WORK INSTRUCTION 1:
Answer these from the passage on type 2 diabetes and erectile dysfunction:
(a) How many people in the US suffer from erectile dysfunction?
(b) At which university is Michael Holmes's department?
(c) About how many of the men in the genome-based study suffered ED?
WORK INSTRUCTION 2: Please pick up the passage on type 2 diabetes and erectile dysfunction after its last sentence and continue it.
BEGIN EXTRACT
As many as 30 million people in the US suffer from erectile dysfunction. There are several factors such as overweight, old age, cardiovascular disease, and chronic liver disease which contribute to causing this problem. However, a recent study conducted by National Institutes of Health (NHI) brought this to the notice that people who suffer from genetic type 2 diabetes have a higher risk of developing erectile dysfunction.
Previously, this research was only observational. But the latest advancement in this area confirmed the direct link of type 2 diabetes to erectile dysfunction. This research was conducted by Anna Murray, an associate professor at the University of Exeter Medical School, and Professor Michael Holmes, of the Nuffield Department of Population Health at the University of Oxford, both located in the United Kingdom.
During the genome based study which was conducted over 220,000 men, it was found that about 6,000 men suffered ED. Complex genetic analysis was used to investigate the link between diabetes, body weight, and ED. “We found that a genetic predisposition to type 2 diabetes is linked to erectile dysfunction,” reports Murray, adding, “That may mean that if people can reduce their risk of diabetes through healthier lifestyles, they may also avoid developing erectile dysfunction.”
END EXTRACT
BEGIN DATASET RECORDS
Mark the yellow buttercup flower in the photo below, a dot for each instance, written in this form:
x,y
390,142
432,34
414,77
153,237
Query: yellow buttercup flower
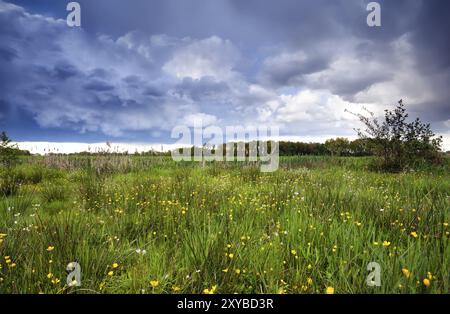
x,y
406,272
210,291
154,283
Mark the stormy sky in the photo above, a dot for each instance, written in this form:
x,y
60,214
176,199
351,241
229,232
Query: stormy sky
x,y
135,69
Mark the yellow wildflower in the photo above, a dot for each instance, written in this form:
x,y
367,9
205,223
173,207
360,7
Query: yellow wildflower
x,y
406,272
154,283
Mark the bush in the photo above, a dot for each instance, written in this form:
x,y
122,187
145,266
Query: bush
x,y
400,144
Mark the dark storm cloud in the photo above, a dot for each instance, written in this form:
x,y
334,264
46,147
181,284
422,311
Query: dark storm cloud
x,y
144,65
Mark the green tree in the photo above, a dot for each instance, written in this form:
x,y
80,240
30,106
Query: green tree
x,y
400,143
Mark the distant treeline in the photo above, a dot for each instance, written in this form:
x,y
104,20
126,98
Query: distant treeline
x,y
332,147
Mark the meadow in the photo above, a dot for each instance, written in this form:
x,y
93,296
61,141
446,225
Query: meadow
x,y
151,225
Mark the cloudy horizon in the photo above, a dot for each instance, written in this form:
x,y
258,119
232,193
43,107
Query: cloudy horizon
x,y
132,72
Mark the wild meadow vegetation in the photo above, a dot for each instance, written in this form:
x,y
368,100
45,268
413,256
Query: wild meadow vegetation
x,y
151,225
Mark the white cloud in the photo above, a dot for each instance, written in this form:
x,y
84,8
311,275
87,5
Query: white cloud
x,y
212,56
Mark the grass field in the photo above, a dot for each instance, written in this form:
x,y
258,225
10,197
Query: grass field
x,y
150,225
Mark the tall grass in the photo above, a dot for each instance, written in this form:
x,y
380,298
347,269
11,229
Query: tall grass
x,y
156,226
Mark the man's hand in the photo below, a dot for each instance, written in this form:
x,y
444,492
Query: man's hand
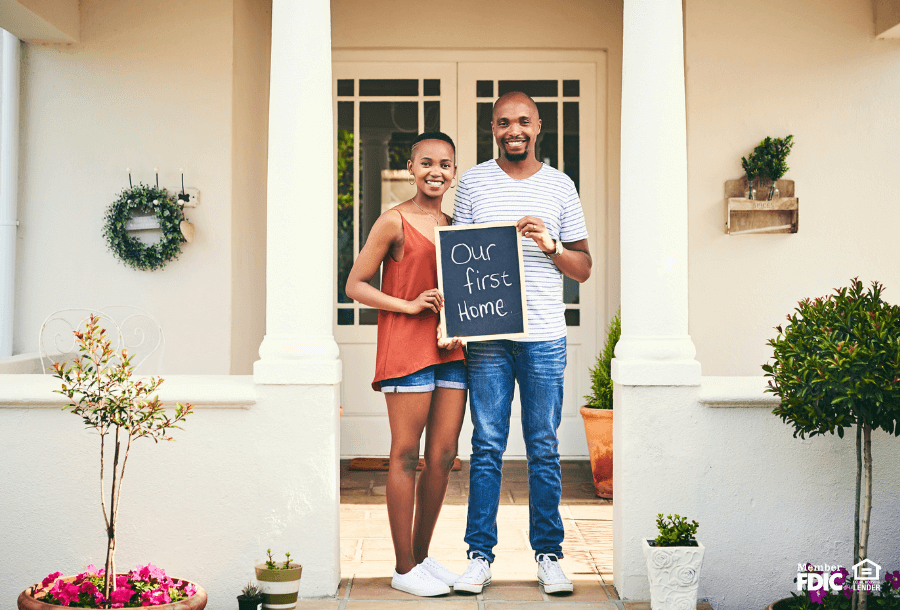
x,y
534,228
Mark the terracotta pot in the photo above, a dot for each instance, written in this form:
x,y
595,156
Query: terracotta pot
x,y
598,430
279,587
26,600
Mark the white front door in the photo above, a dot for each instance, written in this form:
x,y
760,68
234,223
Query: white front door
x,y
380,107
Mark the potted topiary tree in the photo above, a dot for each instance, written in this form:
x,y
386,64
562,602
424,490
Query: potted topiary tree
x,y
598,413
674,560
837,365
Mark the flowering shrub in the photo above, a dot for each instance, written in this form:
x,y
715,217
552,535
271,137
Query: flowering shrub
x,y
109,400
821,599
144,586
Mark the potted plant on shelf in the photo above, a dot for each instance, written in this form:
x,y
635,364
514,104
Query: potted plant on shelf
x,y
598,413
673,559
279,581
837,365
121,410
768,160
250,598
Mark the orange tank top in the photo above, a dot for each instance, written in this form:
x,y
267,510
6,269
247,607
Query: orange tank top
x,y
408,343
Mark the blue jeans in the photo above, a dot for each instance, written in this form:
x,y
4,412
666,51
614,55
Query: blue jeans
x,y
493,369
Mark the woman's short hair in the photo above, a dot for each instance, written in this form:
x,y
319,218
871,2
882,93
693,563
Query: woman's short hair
END DATASET RECORDS
ANSWER BOX 1:
(a) As many as 30 million.
(b) The University of Oxford.
(c) About 6,000.

ANSWER BOX 2:
Studies conducted on this subject confirmed that there is no significant evidence to find the link between diabetes treatment and Erectile dysfunction. “Erectile dysfunction affects at least 1 in 5 men over 60, yet up until now, little has been known about its cause. Our paper echoes recent findings that the cause can be genetic, and it goes further,” explains Murray.
Also, co-first author and doctoral student Jonas Bovijn said, “We know that there is observational evidence linking erectile dysfunction and type 2 diabetes, but until now there has not been definitive evidence to show that predisposition to type 2 diabetes causes erectile dysfunction.”